**Consignes**
**a)** Indiquez si chacune des affirmations suivantes concorde avec le compte rendu de séance en répondant par oui ou par non, puis citez mot pour mot les termes du texte qui tranchent : (i) le rapport sur les deux projets de loi est présenté par M. Gérard Voisin ; (ii) le projet de loi sur l'accord avec l'Allemagne porte le n° 2910 ; (iii) « radar » figure parmi les mots clés de la séance.
**b)** Reproduisez à l'identique le passage du compte rendu de séance qui débute par « Allemagne et Belgique » et s'achève sur « onze heures quarante. ».

**Texte fourni**
Séance du 8 décembre 2010 à 11h45

Résumé de la séance

Les mots clés de cette séance

  • amende
  • bilatéraux
  • conducteur
  • infraction
  • plaque
  • radar
  • véhicule

La séance

Source

Allemagne et Belgique : approbation des accords concernant l'échange de renseignements sur les titulaires du certificat d'immatriculation de véhicules contenus dans les fichiers nationaux d'immatriculation des véhicules dans le but de sanctionner les infractions aux règles de la circulation

La séance est ouverte à onze heures quarante.

La commission examine, sur le rapport de M. Gérard Voisin, le projet de loi, adopté par le Sénat, autorisant l'approbation de l'accord entre le Gouvernement de la République française et le Gouvernement de la République fédérale d'Allemagne concernant l'échange de renseignements sur les titulaires du certificat d'immatriculation de véhicules contenus dans les fichiers nationaux d'immatriculation des véhicules dans le but de sanctionner les infractions aux règles de la circulation (n° 2726) et le projet de loi autorisant l'approbation de l'accord entre le Gouvernement de la République française et le Gouvernement du Royaume de Belgique concernant l'échange d'informations et de données à caractère personnel relatives aux titulaires du certificat d'immatriculation de véhicules contenues dans les fichiers nationaux d'immatriculation des véhicules dans le but de sanctionner les infractions aux règles de la circulation (n° 2910).

**Entrées listées**

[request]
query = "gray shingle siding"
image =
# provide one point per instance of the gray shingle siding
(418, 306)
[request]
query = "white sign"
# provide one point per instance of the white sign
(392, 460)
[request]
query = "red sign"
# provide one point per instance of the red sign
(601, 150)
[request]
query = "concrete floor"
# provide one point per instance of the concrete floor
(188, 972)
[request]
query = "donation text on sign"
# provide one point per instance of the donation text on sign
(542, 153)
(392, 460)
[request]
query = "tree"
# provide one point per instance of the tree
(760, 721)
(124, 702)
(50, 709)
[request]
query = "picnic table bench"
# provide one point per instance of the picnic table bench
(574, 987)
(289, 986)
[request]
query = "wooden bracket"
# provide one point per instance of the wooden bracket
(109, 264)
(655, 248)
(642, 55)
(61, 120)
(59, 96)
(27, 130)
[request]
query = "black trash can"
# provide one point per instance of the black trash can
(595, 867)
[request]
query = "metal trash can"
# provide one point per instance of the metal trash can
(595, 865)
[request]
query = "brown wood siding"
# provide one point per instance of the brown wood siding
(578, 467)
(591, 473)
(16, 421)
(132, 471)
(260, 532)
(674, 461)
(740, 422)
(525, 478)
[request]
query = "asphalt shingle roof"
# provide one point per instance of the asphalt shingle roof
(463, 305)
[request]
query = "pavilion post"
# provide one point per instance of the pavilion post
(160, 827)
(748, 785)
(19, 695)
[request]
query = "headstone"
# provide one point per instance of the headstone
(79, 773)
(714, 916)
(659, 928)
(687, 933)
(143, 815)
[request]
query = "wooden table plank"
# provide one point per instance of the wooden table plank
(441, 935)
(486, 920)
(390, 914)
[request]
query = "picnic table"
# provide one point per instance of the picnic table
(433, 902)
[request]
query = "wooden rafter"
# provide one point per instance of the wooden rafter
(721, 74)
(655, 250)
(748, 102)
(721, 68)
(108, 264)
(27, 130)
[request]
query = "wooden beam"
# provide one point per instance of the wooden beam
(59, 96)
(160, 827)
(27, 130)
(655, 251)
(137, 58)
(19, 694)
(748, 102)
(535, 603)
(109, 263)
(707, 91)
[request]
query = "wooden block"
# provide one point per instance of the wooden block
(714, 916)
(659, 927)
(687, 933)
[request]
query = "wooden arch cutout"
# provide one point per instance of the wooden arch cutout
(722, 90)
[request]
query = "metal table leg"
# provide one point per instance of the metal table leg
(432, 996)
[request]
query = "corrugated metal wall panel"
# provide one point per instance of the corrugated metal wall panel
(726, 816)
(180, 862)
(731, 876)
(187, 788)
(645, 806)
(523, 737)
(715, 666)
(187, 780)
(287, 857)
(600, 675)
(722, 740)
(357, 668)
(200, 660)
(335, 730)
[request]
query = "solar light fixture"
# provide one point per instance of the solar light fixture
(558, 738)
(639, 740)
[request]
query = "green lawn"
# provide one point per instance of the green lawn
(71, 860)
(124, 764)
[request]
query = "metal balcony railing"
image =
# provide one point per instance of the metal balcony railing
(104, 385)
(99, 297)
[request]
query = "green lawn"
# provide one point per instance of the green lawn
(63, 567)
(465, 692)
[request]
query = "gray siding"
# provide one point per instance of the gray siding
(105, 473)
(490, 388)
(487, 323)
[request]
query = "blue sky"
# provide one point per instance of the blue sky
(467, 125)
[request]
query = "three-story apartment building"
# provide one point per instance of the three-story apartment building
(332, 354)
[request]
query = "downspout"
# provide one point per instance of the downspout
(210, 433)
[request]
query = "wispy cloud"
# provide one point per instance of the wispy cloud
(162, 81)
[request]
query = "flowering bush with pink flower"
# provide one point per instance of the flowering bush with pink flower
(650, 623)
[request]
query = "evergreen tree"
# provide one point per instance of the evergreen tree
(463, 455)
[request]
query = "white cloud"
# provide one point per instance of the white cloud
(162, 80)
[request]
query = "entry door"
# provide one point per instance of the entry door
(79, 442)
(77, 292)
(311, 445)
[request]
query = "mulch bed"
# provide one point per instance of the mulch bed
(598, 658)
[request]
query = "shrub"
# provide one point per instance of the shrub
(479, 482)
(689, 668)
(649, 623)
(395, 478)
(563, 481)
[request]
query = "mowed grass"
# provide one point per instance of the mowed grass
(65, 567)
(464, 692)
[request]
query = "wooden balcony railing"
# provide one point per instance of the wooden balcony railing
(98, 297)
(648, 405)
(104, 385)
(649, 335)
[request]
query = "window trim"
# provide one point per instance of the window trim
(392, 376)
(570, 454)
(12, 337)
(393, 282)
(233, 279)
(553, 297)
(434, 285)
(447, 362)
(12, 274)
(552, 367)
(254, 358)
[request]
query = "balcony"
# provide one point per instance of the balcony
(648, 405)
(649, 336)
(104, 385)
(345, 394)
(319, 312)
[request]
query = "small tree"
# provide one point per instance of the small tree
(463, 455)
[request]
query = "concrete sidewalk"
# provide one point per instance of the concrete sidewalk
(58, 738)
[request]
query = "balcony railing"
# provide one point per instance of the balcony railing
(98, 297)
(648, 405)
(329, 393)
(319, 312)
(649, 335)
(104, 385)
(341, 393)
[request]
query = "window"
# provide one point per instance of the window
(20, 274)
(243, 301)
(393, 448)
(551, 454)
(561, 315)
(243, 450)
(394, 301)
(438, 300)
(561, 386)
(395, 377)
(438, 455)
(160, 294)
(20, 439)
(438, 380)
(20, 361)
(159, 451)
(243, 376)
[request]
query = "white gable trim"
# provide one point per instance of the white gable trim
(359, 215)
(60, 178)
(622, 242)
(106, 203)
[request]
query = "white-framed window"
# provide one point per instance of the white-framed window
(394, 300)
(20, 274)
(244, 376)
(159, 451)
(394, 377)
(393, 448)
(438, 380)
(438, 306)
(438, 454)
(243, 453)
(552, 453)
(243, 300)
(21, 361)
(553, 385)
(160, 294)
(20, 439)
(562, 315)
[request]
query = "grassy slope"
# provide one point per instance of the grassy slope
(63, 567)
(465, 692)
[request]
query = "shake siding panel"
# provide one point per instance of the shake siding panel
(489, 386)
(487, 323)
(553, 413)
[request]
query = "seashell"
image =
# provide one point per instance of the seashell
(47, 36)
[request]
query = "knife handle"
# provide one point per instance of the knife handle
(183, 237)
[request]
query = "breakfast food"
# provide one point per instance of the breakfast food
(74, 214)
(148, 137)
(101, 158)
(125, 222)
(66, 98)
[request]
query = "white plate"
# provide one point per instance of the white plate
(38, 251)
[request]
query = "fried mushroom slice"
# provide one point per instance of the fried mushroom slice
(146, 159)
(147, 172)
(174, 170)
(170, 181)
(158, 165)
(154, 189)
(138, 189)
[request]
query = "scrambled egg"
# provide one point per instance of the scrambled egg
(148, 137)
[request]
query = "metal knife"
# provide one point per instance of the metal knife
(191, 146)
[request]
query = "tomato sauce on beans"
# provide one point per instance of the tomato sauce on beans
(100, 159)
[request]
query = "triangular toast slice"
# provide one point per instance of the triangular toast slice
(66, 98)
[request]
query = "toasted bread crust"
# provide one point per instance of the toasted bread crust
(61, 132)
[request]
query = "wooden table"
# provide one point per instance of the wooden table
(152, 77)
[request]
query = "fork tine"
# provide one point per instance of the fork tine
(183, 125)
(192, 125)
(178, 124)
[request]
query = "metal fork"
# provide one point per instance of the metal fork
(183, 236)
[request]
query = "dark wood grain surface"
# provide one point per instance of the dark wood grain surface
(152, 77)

**Corrigé**
**a)**
(i) Oui : « sur le rapport de M. Gérard Voisin ».
(ii) Non : « dans le but de sanctionner les infractions aux règles de la circulation (n° 2726) ».
(iii) Oui : sous « Les mots clés de cette séance » figure « radar ».

**b)**
Allemagne et Belgique : approbation des accords concernant l'échange de renseignements sur les titulaires du certificat d'immatriculation de véhicules contenus dans les fichiers nationaux d'immatriculation des véhicules dans le but de sanctionner les infractions aux règles de la circulation

La séance est ouverte à onze heures quarante.